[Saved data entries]
##########

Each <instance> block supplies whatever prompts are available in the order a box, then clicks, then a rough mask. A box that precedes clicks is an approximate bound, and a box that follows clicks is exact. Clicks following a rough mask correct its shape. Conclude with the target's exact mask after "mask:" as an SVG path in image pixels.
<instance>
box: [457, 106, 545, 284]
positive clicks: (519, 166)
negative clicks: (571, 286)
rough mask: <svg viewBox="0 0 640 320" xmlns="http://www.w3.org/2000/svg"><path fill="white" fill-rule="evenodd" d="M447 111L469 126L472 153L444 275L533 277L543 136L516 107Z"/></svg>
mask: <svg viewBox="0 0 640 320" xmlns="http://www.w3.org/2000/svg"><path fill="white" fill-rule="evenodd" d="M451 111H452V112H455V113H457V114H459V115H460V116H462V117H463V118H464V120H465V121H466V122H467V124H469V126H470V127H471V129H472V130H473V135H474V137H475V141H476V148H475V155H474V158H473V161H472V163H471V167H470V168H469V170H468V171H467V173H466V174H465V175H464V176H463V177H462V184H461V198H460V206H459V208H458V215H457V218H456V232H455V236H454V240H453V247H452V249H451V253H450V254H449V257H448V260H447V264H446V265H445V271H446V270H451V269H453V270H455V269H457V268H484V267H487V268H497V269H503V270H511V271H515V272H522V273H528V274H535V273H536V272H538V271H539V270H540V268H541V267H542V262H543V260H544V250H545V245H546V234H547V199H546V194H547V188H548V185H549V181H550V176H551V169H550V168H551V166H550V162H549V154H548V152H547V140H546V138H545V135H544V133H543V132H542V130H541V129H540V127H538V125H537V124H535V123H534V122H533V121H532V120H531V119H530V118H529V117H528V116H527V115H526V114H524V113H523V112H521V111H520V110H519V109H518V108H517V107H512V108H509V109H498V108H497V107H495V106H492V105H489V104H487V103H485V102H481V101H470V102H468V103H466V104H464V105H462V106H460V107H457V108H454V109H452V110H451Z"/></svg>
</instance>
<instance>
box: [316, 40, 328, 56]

##########

• Work item: Convert the records above into a JSON list of strings with one string for each line, leaving out any blank lines.

• Response area:
[
  "Each <instance> block supplies whatever prompts are available in the order a box, then clicks, then a rough mask. A box that precedes clicks is an approximate bound, and a box that follows clicks is exact. Clicks following a rough mask correct its shape. Conclude with the target's exact mask after \"mask:\" as an SVG path in image pixels.",
  "<instance>",
  "box: [457, 106, 545, 284]",
  "positive clicks: (519, 166)",
  "negative clicks: (571, 286)",
  "rough mask: <svg viewBox=\"0 0 640 320\" xmlns=\"http://www.w3.org/2000/svg\"><path fill=\"white\" fill-rule=\"evenodd\" d=\"M447 111L469 126L472 153L444 275L533 277L543 136L516 107Z\"/></svg>",
  "mask: <svg viewBox=\"0 0 640 320\" xmlns=\"http://www.w3.org/2000/svg\"><path fill=\"white\" fill-rule=\"evenodd\" d=\"M451 111H452V112H455V113H457V114H459V115H460V116H462V117H463V118H464V120H465V121H466V122H467V124H469V126H470V127H471V129H472V130H473V135H474V137H475V141H476V148H475V155H474V158H473V161H472V163H471V167H470V168H469V170H468V171H467V173H466V174H465V175H464V176H463V177H462V184H461V198H460V206H459V208H458V215H457V218H456V232H455V236H454V240H453V247H452V249H451V253H450V254H449V257H448V260H447V264H446V265H445V271H446V270H451V269H453V270H455V269H457V268H484V267H487V268H497V269H503V270H511V271H515V272H522V273H528V274H535V273H536V272H538V271H539V270H540V268H541V267H542V262H543V260H544V250H545V245H546V234H547V199H546V194H547V188H548V185H549V181H550V176H551V169H550V168H551V166H550V162H549V154H548V152H547V140H546V138H545V135H544V133H543V132H542V130H541V129H540V127H538V125H537V124H535V123H534V122H533V121H532V120H531V119H530V118H529V117H528V116H527V115H526V114H524V113H523V112H521V111H520V110H519V109H518V108H517V107H512V108H509V109H498V108H497V107H495V106H492V105H489V104H487V103H485V102H481V101H470V102H468V103H466V104H464V105H462V106H460V107H457V108H454V109H452V110H451Z\"/></svg>",
  "</instance>",
  "<instance>",
  "box: [316, 40, 328, 56]"
]